* [Aim of the exercise]
Rewrite all of the material below line for line, shifting every x and y coordinate in the answer points by -133. Leave the pictures out.

****

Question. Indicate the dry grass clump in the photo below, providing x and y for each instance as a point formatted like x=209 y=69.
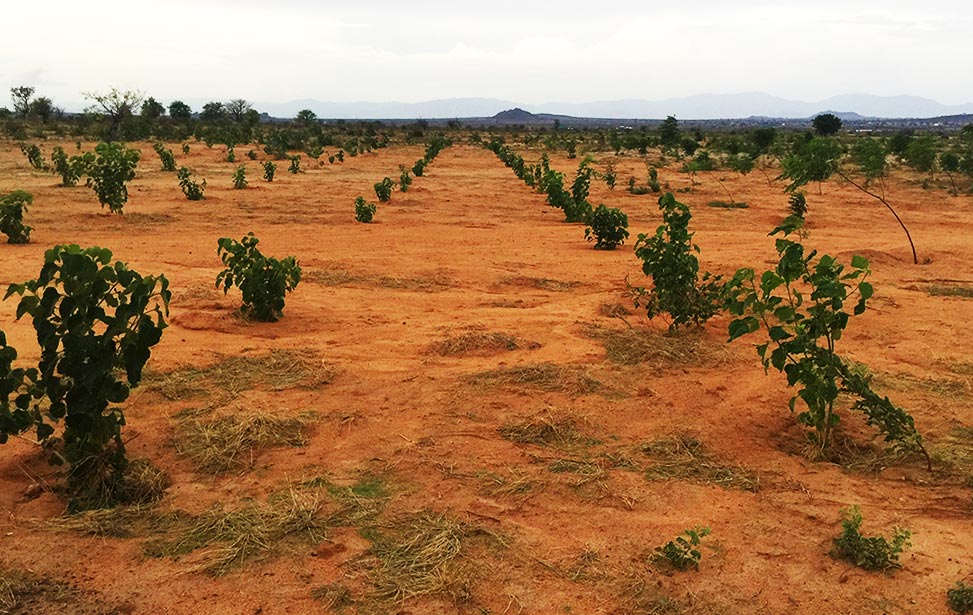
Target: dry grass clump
x=231 y=441
x=538 y=283
x=658 y=348
x=683 y=457
x=543 y=376
x=944 y=387
x=340 y=277
x=224 y=539
x=546 y=429
x=278 y=370
x=425 y=554
x=480 y=343
x=943 y=290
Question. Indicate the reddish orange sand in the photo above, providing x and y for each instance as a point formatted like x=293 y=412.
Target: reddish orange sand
x=467 y=239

****

* [Task result]
Question. Indicate the dry grass clump in the photo below, providing x and y for each instance as a point formatted like x=209 y=69.
Target: dry grass clump
x=98 y=308
x=405 y=150
x=525 y=215
x=550 y=324
x=410 y=243
x=811 y=254
x=207 y=144
x=91 y=406
x=413 y=296
x=145 y=237
x=292 y=421
x=347 y=210
x=810 y=157
Question. Indicate the reddish orange sand in the photo above, providing x and y for each instance as a point formatted like x=293 y=412.
Target: reddish orange sand
x=334 y=106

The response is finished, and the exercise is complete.